• Tasks and exercises:
A – In the passage below on deciding when to separate, what profession does the writer say they practice?
B – From the passage below on deciding when to separate, output the part that opens with the words containing "Similarly, even if" and closes with "the other spouse.", copied exactly.

• Text block:

When do you know your marriage is over, and it’s time to separate?
Next to the decision to get married, this is one of the most difficult decisions in a relationship. As an attorney, and not a therapist, my views on this subject are colored by my experiences with divorcing couples, and I recognize that every professional that works with divorcing couples will have their own opinions on this subject, but here are some basics:
First and foremost, if you have become physically at risk, or your children have become physically at risk, from the other spouse, it’s time to physically separate. As much as you can want a relationship to survive, if violence, or the express or implied threat of violence exists, you are not in a healthy relationship anymore, and it’s time to disengage. No one should be subjected to violence in any relationship.
Similarly, even if there’s no actual violence, but there’s a pattern of active coercion or controlling behaviors by one spouse so that the other spouse has lost his/her exercise of free will, it’s time to recognize that you are in an unhealthy relationship, and you need to make a change. This not only includes situations in which one spouse uses, for example, mind games to control someone, but also situations in which money or assets are used to control the other spouse.

• Dataset entries:
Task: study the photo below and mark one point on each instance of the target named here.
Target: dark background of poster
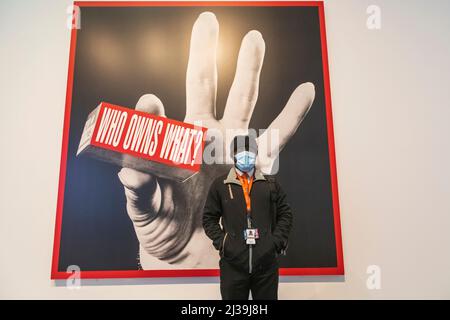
(123, 53)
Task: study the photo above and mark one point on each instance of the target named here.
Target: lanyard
(246, 188)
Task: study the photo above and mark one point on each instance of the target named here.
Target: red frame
(338, 270)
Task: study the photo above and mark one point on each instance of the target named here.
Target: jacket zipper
(250, 248)
(231, 193)
(223, 243)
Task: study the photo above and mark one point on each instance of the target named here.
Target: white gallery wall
(391, 107)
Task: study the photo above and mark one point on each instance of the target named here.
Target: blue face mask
(245, 161)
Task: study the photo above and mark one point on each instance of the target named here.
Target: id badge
(250, 241)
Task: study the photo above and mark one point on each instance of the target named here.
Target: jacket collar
(231, 177)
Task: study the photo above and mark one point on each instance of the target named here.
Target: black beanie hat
(243, 143)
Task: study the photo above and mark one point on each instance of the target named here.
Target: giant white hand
(166, 215)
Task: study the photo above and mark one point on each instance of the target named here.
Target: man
(256, 221)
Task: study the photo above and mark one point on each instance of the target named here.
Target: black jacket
(270, 214)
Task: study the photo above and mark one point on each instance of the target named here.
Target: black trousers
(236, 283)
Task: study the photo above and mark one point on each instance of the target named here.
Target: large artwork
(224, 68)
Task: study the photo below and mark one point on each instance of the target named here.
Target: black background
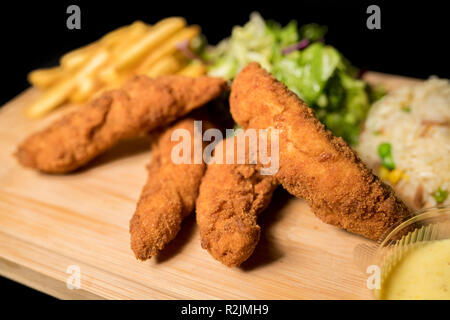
(412, 40)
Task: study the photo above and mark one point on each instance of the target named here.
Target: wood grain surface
(51, 222)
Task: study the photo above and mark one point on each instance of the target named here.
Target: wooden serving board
(51, 222)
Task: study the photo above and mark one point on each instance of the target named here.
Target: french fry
(60, 92)
(168, 47)
(77, 57)
(164, 66)
(154, 37)
(125, 41)
(116, 36)
(43, 78)
(110, 74)
(108, 62)
(194, 69)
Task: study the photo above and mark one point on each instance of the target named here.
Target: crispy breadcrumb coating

• Answers for the tasks:
A – The writer is an attorney, not a therapist.

B –
Similarly, even if there’s no actual violence, but there’s a pattern of active coercion or controlling behaviors by one spouse so that the other spouse has lost his/her exercise of free will, it’s time to recognize that you are in an unhealthy relationship, and you need to make a change. This not only includes situations in which one spouse uses, for example, mind games to control someone, but also situations in which money or assets are used to control the other spouse.